*** Begin section ***

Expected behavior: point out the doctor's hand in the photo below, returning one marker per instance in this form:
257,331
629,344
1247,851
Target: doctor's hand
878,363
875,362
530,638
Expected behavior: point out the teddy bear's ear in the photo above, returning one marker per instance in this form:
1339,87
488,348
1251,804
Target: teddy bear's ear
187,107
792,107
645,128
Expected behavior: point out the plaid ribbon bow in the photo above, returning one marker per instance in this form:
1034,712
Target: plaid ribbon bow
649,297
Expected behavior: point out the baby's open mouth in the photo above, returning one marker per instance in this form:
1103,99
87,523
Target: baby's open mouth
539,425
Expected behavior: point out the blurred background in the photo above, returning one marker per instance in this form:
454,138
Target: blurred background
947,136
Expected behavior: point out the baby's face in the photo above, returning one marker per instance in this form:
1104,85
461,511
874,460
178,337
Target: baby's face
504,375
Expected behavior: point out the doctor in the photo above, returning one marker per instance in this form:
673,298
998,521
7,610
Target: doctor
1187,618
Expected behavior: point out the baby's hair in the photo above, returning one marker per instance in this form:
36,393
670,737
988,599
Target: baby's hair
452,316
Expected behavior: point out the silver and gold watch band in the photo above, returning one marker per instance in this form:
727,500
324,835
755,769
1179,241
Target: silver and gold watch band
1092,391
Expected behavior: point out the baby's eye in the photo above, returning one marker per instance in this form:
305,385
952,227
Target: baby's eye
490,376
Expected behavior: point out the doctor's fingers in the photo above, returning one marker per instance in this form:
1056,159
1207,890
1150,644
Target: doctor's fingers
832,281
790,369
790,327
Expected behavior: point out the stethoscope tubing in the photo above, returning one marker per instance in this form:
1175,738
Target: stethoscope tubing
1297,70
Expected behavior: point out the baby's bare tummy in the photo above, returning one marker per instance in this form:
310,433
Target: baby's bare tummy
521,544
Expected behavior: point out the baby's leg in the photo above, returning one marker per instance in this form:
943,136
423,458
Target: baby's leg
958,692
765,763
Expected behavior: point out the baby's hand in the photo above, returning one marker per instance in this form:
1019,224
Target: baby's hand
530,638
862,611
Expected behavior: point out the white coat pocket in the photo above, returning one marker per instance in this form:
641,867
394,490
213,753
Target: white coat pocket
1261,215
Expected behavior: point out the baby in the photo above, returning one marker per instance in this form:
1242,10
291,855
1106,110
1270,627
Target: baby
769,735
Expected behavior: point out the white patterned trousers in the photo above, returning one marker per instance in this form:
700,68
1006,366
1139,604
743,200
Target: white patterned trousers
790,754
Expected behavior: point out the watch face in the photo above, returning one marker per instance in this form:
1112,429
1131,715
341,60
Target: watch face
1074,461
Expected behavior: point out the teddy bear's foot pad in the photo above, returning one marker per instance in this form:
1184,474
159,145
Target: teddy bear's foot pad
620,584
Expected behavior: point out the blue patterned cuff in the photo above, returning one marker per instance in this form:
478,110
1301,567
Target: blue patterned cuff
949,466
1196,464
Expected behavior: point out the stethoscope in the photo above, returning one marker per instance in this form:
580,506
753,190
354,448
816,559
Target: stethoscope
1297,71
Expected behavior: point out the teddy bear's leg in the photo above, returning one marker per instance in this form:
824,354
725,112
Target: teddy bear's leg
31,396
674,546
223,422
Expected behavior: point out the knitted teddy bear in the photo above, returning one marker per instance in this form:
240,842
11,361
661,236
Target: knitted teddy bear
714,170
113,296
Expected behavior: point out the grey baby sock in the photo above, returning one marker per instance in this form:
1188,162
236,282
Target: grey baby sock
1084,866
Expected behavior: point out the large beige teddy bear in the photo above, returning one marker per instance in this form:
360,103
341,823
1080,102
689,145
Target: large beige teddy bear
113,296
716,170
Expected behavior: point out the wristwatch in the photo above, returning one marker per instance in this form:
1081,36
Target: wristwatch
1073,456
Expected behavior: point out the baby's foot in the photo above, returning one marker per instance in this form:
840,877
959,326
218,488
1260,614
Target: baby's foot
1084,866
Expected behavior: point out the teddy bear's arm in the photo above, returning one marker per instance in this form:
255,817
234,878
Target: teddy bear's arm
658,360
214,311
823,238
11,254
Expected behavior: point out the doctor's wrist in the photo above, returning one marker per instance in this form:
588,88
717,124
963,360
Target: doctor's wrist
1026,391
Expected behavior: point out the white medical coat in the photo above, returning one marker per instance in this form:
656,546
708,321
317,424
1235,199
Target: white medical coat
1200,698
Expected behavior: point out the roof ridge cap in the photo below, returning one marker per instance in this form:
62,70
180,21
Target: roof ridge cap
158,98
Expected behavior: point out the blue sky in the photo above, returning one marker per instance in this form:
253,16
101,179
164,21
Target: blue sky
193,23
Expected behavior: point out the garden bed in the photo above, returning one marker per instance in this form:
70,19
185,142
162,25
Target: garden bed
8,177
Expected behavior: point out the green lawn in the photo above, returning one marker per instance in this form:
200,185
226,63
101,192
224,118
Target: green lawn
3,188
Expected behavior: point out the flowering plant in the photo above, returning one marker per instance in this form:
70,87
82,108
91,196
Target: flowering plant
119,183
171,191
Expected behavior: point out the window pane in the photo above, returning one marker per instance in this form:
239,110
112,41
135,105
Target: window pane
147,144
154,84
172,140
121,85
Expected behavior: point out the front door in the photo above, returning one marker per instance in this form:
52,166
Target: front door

*** End section ***

Please state the number of lines above that hold the string "door", with nothing else added.

2